Exercise prompt → Only the number is needed: how many lines of the records include "below"?

- - -

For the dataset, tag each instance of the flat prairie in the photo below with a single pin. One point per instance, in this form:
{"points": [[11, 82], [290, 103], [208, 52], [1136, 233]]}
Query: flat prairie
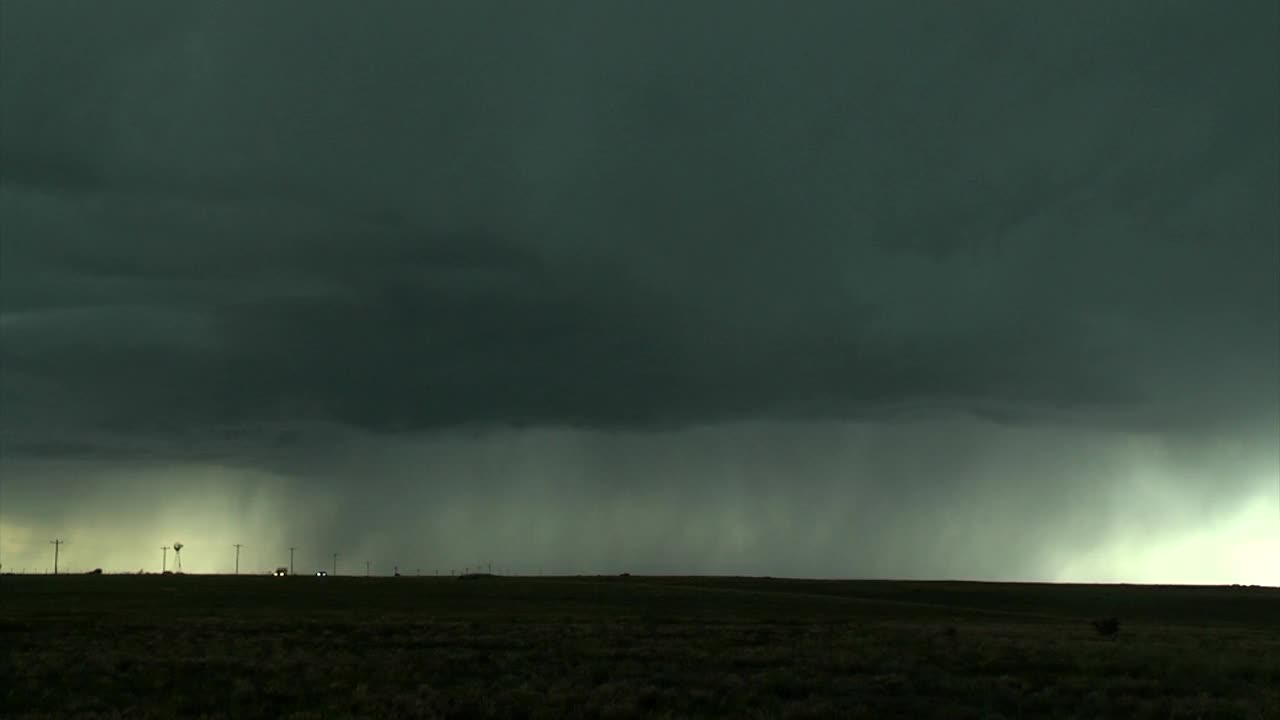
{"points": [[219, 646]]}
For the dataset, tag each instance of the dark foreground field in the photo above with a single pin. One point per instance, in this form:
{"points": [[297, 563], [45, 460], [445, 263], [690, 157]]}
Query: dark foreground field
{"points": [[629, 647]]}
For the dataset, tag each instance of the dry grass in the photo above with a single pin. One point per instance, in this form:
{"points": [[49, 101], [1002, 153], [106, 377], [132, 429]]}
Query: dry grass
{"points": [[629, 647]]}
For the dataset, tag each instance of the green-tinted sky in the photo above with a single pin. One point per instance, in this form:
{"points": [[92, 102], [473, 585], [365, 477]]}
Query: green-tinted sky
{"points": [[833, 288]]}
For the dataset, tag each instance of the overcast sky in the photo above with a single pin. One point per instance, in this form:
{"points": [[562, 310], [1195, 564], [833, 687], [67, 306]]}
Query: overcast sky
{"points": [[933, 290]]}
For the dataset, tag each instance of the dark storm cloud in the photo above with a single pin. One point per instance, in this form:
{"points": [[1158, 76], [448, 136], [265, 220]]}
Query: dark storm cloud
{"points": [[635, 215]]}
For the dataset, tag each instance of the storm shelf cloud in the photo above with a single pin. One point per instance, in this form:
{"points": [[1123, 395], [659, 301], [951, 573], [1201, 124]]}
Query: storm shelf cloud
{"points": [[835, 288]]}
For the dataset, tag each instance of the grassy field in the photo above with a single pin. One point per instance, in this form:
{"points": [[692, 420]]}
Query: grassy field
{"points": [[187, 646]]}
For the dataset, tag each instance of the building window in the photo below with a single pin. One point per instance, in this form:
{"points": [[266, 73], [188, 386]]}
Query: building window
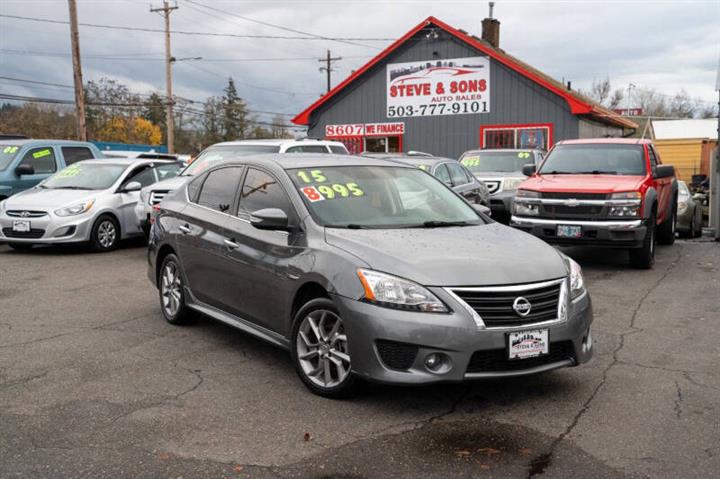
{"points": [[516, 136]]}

- - -

Written solution → 2